*** Provided entries ***

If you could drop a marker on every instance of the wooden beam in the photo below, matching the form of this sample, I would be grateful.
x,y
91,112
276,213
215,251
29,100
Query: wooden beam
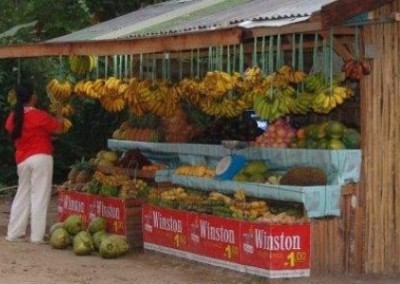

*** End of Provided entries ***

* **Your goal**: All lines containing "wooden" in the material above should appear in your reply, copied exactly.

* **Response**:
If you could drop a marker on every instance of the wooden beam in the photo below, matching the form of this sample, I would be grateful.
Query: wooden beam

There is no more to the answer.